----- SUPPLIED ENTRIES

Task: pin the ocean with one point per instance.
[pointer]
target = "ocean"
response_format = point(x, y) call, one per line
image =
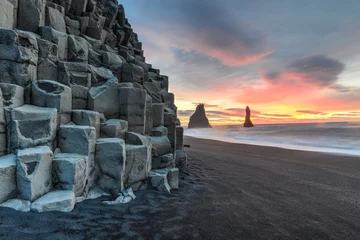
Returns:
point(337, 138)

----------
----- SUPPLIED ENTRIES

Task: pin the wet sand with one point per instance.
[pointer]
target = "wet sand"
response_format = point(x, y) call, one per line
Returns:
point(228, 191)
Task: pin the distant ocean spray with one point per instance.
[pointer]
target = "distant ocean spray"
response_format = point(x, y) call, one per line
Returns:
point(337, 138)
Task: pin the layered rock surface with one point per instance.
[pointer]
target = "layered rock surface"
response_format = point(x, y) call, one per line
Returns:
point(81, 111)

----------
----- SUPPLIED ENTRIES

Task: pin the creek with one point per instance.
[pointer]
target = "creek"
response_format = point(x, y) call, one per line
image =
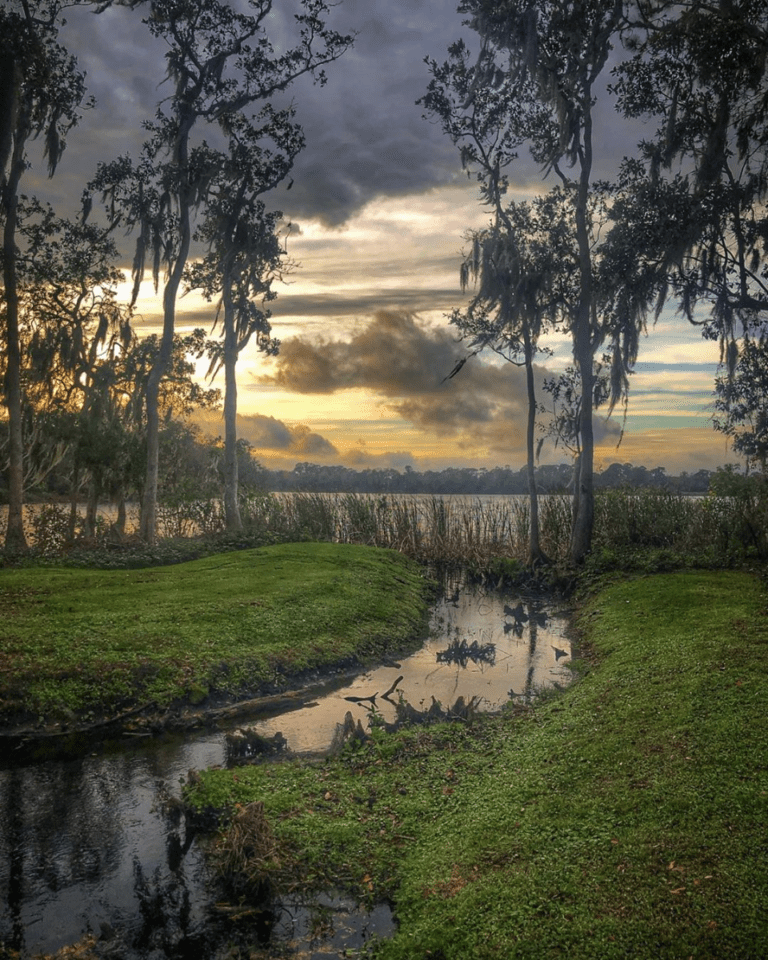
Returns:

----------

REQUIREMENT = Scan the records above and report every line with the string "sand".

OUTPUT OF THE TASK =
Task: pin the wet sand with one point per instance.
target = "wet sand"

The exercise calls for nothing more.